**DATA IN THIS EXERCISE**
— Begin —

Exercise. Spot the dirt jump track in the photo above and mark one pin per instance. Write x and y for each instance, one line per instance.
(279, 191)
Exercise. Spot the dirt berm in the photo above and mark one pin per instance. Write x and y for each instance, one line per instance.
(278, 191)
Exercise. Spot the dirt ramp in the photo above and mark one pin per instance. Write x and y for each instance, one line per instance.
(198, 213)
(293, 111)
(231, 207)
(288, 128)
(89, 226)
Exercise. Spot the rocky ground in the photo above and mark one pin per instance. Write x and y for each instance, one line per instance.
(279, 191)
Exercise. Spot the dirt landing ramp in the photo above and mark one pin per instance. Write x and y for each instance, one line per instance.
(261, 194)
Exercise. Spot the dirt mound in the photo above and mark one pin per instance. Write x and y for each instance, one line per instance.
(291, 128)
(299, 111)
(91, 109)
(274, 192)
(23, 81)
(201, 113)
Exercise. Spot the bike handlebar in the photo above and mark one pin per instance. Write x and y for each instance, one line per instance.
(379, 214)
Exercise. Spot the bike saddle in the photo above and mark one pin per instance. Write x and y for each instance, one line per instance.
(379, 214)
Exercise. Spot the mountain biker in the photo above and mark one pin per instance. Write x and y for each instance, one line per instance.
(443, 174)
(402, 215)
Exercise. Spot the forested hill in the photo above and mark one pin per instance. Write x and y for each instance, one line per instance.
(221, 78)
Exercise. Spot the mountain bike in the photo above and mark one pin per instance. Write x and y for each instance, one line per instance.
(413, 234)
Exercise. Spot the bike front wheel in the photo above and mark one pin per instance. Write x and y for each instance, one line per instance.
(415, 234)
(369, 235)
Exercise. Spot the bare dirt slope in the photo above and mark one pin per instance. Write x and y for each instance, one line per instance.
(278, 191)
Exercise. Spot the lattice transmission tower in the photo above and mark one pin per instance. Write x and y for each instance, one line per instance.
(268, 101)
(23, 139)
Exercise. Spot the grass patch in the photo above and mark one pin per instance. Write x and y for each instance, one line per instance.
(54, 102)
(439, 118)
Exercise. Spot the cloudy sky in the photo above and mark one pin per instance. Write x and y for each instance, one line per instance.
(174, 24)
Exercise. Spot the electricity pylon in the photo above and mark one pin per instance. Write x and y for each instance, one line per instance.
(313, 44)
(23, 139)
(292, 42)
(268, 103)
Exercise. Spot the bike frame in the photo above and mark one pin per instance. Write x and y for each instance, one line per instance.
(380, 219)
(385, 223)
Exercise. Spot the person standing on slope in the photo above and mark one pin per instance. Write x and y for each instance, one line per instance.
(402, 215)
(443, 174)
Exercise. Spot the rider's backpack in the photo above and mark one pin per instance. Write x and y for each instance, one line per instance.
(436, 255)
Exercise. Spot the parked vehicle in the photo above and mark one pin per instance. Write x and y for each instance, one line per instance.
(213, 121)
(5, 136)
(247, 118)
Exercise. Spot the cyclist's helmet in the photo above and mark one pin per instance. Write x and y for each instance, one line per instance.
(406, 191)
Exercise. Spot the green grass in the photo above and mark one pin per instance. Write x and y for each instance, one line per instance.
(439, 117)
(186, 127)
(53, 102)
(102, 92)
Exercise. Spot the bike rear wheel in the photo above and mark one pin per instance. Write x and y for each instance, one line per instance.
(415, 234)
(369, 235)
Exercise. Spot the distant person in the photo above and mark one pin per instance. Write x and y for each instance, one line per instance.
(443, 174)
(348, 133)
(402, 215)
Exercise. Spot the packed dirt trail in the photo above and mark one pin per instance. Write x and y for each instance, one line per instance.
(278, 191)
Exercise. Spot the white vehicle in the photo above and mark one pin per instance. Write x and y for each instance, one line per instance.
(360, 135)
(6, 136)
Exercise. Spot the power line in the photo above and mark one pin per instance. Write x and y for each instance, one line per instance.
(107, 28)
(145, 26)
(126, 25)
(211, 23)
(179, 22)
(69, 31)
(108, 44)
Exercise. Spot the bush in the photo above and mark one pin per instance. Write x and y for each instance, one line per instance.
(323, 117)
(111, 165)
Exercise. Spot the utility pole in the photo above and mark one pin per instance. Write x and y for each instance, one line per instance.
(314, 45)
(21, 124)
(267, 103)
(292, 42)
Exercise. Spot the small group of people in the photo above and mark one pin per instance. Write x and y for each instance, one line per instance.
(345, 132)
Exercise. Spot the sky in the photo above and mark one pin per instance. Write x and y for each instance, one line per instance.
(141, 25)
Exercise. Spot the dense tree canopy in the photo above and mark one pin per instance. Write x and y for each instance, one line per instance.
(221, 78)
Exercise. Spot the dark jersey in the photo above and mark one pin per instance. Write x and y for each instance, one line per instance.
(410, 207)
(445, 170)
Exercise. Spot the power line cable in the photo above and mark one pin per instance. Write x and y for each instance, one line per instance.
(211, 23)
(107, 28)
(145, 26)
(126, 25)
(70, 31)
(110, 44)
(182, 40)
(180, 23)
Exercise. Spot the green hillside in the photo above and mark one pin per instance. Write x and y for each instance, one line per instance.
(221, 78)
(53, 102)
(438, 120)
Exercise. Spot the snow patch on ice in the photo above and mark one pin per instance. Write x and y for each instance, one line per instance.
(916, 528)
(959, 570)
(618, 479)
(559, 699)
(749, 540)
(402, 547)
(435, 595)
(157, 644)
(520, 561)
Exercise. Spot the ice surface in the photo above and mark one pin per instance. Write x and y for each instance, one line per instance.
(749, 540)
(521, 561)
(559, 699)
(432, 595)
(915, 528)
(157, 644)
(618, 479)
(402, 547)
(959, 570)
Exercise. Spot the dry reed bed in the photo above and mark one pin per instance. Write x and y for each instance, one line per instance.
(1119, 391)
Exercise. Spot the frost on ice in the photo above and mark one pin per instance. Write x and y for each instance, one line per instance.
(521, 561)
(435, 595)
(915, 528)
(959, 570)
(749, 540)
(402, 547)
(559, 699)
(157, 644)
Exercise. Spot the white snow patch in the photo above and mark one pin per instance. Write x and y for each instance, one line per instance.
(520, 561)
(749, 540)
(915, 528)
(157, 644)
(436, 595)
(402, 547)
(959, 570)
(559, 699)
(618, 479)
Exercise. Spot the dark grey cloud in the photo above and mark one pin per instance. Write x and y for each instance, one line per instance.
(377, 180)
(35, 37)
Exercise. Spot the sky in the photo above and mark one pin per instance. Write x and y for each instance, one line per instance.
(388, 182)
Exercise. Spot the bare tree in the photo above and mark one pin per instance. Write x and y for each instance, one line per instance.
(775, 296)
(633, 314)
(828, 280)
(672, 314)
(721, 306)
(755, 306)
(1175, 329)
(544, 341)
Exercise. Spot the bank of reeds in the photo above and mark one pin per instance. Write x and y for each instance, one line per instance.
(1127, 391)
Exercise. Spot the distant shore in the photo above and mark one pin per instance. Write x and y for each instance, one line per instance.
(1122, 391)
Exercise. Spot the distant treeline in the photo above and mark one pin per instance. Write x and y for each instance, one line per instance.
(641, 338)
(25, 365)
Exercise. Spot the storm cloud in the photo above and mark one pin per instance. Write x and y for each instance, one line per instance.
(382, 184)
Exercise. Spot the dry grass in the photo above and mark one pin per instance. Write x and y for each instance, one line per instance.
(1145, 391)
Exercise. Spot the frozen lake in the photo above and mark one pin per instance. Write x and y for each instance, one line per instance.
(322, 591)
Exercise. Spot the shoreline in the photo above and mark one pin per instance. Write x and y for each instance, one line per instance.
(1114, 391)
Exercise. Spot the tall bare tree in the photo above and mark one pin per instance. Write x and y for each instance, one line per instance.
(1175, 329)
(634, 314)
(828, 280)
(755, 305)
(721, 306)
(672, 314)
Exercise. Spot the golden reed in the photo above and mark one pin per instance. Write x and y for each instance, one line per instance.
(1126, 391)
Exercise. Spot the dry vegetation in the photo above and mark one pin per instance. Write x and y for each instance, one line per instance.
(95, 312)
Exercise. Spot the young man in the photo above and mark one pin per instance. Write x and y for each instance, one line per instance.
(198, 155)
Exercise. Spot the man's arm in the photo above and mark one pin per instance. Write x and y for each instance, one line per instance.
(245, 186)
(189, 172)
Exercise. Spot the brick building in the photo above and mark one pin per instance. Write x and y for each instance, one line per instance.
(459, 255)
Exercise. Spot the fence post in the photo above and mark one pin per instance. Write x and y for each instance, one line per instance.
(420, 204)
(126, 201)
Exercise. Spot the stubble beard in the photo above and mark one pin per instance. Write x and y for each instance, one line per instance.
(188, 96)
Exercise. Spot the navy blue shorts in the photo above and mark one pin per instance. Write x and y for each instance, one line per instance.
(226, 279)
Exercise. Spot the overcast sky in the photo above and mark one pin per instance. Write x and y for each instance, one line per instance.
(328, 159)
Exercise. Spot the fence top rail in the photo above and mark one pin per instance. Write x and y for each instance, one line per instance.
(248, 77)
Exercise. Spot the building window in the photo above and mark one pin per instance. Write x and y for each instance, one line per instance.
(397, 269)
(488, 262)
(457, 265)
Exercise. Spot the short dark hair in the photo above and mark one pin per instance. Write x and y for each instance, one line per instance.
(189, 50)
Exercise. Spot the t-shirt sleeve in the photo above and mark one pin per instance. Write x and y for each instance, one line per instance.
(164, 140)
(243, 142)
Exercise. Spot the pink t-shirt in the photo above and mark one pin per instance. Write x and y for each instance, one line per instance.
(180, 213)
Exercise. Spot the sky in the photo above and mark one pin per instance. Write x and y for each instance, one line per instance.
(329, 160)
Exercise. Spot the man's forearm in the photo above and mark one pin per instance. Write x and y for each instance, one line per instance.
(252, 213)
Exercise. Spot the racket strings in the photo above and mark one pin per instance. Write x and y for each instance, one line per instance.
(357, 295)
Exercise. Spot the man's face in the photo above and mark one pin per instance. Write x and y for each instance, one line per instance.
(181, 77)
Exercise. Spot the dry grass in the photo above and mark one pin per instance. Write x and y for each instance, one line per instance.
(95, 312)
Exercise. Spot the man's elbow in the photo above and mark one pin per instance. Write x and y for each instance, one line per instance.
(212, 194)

— End —

**TO BE DONE**
Can you write out the stretch from the line containing "Exercise. Spot the man's forearm" through the end of the entries again, switching "pin" to "marker" and keeping everything else the same?

**RESPONSE TO THIS EXERCISE**
Exercise. Spot the man's forearm in the photo above and mark one marker per instance. Write x and y for each instance, one line per instance.
(252, 213)
Exercise. Spot the racket strings in the photo above and mark one marker per instance. Write x and y for each instance, one line per instance.
(357, 295)
Exercise. Spot the man's face in the photo above and mark one marker per instance. Write x and y for each instance, one line per instance.
(181, 77)
Exercise. Spot the dry grass in the photo above and mark one marker per instance. Write x and y for each instance, one line per instance.
(95, 312)
Exercise. Spot the man's elbow in the photo above and mark one marker per instance. Write x and y for each instance, one line per instance.
(212, 194)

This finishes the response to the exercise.